*** Opening of Provided data ***

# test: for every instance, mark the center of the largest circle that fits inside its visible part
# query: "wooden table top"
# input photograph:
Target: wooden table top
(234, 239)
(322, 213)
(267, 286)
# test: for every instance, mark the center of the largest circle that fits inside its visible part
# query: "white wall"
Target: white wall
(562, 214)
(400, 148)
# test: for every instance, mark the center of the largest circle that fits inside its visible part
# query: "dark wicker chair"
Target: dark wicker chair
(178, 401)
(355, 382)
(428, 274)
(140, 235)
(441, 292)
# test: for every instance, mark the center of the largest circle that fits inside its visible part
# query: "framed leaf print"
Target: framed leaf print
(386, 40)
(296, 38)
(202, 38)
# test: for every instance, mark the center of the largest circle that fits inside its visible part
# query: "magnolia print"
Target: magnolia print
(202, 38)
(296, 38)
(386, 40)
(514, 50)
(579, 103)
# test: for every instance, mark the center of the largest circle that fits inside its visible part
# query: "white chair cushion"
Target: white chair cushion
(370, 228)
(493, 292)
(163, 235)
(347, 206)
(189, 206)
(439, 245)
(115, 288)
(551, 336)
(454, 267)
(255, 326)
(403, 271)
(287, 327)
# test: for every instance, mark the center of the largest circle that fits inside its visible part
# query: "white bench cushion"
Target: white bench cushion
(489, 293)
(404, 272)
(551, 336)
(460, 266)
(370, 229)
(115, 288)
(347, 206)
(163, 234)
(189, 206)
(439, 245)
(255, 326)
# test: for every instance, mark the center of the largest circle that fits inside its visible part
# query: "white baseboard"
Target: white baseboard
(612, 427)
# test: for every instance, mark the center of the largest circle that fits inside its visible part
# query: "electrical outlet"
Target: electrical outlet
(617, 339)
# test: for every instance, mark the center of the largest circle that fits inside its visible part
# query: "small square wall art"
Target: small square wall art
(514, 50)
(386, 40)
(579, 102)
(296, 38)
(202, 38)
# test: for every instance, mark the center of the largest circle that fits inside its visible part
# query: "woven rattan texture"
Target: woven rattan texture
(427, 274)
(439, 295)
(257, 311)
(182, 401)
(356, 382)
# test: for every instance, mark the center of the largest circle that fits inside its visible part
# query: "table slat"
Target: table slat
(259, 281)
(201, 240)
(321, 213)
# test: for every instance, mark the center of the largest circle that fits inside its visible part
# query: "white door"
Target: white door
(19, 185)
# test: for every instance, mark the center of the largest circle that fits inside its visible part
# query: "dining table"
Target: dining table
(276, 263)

*** Close of Provided data ***

Your response should consist of the full listing, repeated exactly.

§ **Task solution**:
# test: for every instance, mark the center of the largest circle that fits inside its visible part
# query: "wooden table top"
# input photograph:
Target: wooden table top
(234, 239)
(322, 213)
(267, 286)
# test: for every instance, mark the center of the largest circle that fits inside its visible part
# query: "white wall"
Target: white wall
(562, 214)
(400, 148)
# test: for every instance, mark the center of the largest circle that fits inside its visible part
# query: "dark wicker chair"
Target: dark wicker chair
(178, 401)
(355, 382)
(428, 274)
(140, 235)
(441, 292)
# test: for every instance, mark the center of the largest circle that fits inside its visible part
# query: "framed leaf print"
Target: framed leaf print
(386, 40)
(296, 38)
(202, 38)
# test: for every instance, mark the center of the largest circle that fits inside its visible part
# query: "magnolia print"
Target: magnolia print
(202, 38)
(296, 38)
(386, 40)
(514, 50)
(579, 103)
# test: for every instance, mark the center of the largest circle that fits inside its visible part
# query: "white chair cushion"
Target: white chair cushion
(370, 228)
(493, 292)
(163, 235)
(347, 206)
(189, 206)
(439, 245)
(115, 288)
(551, 336)
(454, 267)
(255, 326)
(403, 271)
(287, 327)
# test: for every instance, mark the center of the largest circle that fits inside its visible part
# query: "white bench cushion"
Target: white bench cushion
(489, 293)
(404, 272)
(551, 336)
(460, 266)
(370, 229)
(115, 288)
(347, 206)
(163, 234)
(189, 206)
(439, 245)
(255, 326)
# test: for every instance, mark the center of the largest circle that fits inside its visible part
# query: "white baseboard"
Target: white baseboard
(612, 427)
# test: for every instance, mark the center of the largest circle that fits inside its visible part
# query: "electrical outlet"
Target: electrical outlet
(617, 339)
# test: for every instance, mark the center of the largest circle that fits inside its visible part
# query: "small square wall art"
Target: small square wall art
(514, 50)
(386, 40)
(579, 102)
(296, 38)
(202, 38)
# test: for every instance, mark the center of the largest circle that fits inside its visible part
# query: "woven rattan texture"
Target: woven rattan texture
(427, 274)
(439, 295)
(257, 311)
(182, 401)
(356, 382)
# test: for every instance, mark the center of the largest circle that fits inside its visible part
# query: "table slat"
Target: table slat
(259, 281)
(201, 240)
(321, 213)
# test: for every instance, mark the center of the largest circle that fits inside its visible part
# query: "white door"
Target: white door
(19, 185)
# test: for every instance, mark the center of the largest circle that fits inside its visible part
# query: "dining table"
Target: dining table
(276, 263)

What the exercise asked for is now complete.